EXTRAIT SOURCE
○ ○ ○ ○ ○ ○ ○

« La liberté, ce bien qui fait jouir des autres biens », écrivait Montesquieu. Et Tocqueville : « Qui cherche dans la liberté autre chose qu’elle même est fait pour servir ». Qui s’intéresse aujourd’hui à la liberté ? A celle qui ne se confond pas avec le libéralisme économique, dont on mesure combien il peut être source de prospérité mais aussi d’inégalités et de contraintes sociales ? A celle qui fonde le respect de la vie privée et la participation authentique à la vie publique ? La liberté devrait être au cœur de la démocratie et de l’Etat de droit. En même temps, elle ne peut être maintenue et garantie que par la vigilance et l’action des individus. Ils ne sauraient en être simples bénéficiaires ou rentiers, ils doivent non seulement l’exercer mais encore surveiller attentivement ses conditions d’exercice. Tâche d’autant plus nécessaire dans une période où les atteintes qui lui sont portées sont aussi insidieuses que multiples.


mercredi 22 décembre 2021

Le crime de Klaus Kinzler


La directrice de Sciences Po Grenoble, Sabine Saurugger, a décidé, par un arrêté du 14 décembre 2021, la suspension pour quatre mois de Klaus Kinzler, enseignant au sein de cette institution. On se souvient qu'un débat s'était développé dans l'équipe enseignante contre l'intitulé d'une table ronde organisée à l'occasion de la "semaine pour l'égalité et la lutte contre les discriminations". Le titre était "Racisme, antisémitisme et islamophobie", et Klaus Kinzler considérait que le terme "islamophobie" ne devait pas être placé au même niveau que que le racisme et l'antisémitisme. Un échange de courriels un peu vifs avait eu lieu avec une collègue, mais rien qui dépasse la disputatio qui devrait être l'usage commun du monde universitaire.

L'affaire avait été ébruitée lorsque les étudiants ont tagué le nom de cet enseignant sur les murs de leur école, qualifiant précisément Klaus Kinzler d'islamophobe, et ajoutant, pour faire bonne mesure, qu'il y avait "des fascistes dans les amphis". Cette agression le mettait évidemment en danger, quelques semaines après l'assassinat de Samuel Paty. 

Les étudiants ont été poursuivis devant le conseil de discipline, mais ils ont été relaxés, malgré un rapport pour le moins accablant de la mission de l'Inspection générale diligentée par le ministère de l'enseignement supérieur. De manière un peu surprenante, c'est aujourd'hui Klaus Kinzler qui est menacé de sanctions. Et contre toute attente, il ne s'est pas recouvert la tête de cendres, n'est pas allé implorer sa grâce en chemise et la corde au cou, armé d'une autocritique rédigée en écriture inclusive. Au contraire, il a osé se plaindre avec véhémence dans la presse, disant ce qu'il pense de Sciences Po Grenoble et de son actuelle direction. Il a ainsi déclaré qu'une "minorité radicale extrémiste" avait pris le pouvoir dans l'établissement, y faisant régner "la terreur". Ces différentes interviews sont officiellement à l'origine de sa suspension, Mme Saurruger les jugeant "diffamatoires".

○ ○ ○ ○ ○ ○ ○

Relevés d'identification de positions
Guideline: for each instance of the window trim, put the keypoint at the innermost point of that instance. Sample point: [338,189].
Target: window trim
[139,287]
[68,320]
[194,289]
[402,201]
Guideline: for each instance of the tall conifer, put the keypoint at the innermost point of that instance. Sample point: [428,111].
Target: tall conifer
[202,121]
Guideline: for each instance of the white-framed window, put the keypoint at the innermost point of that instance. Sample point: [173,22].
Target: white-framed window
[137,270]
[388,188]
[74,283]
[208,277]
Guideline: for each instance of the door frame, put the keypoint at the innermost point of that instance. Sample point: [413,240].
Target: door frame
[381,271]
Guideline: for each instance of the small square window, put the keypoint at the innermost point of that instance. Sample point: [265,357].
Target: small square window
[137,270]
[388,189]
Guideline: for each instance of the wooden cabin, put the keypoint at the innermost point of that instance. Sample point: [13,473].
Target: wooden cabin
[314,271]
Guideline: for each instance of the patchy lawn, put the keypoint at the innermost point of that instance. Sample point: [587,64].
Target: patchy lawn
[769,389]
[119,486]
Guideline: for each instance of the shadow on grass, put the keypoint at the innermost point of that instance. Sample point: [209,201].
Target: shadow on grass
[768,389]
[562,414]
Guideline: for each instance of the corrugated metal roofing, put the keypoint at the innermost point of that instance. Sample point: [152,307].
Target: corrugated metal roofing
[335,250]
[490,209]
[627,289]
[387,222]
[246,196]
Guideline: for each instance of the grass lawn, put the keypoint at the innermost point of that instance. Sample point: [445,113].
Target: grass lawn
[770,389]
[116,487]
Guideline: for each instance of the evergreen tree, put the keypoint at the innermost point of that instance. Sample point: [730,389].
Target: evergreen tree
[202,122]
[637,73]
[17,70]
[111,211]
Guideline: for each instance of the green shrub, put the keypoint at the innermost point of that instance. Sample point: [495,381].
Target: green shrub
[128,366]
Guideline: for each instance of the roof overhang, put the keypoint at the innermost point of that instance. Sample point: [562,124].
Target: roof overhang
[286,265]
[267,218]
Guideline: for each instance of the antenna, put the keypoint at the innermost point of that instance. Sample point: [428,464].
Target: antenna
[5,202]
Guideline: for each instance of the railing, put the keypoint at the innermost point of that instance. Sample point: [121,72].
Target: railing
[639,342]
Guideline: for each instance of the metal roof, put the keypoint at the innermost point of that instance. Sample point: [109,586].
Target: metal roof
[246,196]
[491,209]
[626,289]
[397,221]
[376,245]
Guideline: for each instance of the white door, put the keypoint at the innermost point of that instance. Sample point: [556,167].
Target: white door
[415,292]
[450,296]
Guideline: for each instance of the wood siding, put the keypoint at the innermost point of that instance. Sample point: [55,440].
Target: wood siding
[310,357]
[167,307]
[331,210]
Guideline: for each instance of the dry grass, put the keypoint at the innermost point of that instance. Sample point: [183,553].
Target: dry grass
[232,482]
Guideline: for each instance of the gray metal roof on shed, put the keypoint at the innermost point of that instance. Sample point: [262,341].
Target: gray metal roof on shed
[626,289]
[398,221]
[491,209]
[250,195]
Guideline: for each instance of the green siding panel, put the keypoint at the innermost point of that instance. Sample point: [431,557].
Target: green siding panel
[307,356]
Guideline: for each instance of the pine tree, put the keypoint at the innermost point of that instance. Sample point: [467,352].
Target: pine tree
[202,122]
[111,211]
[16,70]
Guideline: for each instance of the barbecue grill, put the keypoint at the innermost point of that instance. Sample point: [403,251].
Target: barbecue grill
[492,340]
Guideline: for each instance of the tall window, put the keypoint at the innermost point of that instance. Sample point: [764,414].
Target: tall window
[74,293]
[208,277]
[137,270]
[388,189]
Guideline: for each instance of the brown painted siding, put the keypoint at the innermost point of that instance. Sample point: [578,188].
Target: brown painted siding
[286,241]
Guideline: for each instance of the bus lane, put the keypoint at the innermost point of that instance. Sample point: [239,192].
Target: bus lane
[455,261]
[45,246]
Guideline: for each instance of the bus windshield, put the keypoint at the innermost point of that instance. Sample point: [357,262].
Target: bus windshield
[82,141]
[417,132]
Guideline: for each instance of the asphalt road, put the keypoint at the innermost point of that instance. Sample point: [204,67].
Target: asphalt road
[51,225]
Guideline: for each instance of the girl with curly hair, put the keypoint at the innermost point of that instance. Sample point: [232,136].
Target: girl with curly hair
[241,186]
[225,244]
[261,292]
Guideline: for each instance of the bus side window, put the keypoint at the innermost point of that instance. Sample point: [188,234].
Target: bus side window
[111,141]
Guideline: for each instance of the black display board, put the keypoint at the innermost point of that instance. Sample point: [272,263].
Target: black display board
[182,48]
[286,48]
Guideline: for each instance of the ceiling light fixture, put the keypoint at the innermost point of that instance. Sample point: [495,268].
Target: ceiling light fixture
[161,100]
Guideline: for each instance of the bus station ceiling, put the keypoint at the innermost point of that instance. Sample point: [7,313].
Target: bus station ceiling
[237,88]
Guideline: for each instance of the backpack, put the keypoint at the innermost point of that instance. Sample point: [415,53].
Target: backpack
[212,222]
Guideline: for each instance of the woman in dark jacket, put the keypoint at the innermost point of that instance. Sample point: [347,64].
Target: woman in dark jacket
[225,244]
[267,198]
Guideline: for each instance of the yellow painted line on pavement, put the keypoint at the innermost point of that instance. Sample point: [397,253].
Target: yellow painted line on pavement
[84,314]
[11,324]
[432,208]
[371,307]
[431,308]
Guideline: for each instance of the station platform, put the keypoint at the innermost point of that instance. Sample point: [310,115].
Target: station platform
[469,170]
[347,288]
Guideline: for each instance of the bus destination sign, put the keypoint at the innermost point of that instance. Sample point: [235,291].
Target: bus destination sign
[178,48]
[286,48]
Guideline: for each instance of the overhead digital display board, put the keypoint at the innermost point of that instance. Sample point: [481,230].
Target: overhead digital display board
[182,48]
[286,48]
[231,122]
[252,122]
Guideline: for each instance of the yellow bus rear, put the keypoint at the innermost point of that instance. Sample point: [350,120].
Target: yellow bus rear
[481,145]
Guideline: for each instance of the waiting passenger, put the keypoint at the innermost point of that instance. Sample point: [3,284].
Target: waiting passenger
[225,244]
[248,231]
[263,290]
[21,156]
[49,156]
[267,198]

○ ○ ○ ○ ○ ○ ○

EXERCICE COURT 1
D'après le texte sur la suspension de Klaus Kinzler, pour quelle durée cette suspension a-t-elle été décidée ?
EXERCICE COURT 2
Repérez dans la liste chaque ligne contenant le mot "pavement", en tenant compte de la casse, et recopiez-la.

RÉSULTAT ATTENDU 1
Pour quatre mois.

RÉSULTAT ATTENDU 2
Guideline: for each instance of the yellow painted line on pavement, put the keypoint at the innermost point of that instance. Sample point: [397,253].
Target: yellow painted line on pavement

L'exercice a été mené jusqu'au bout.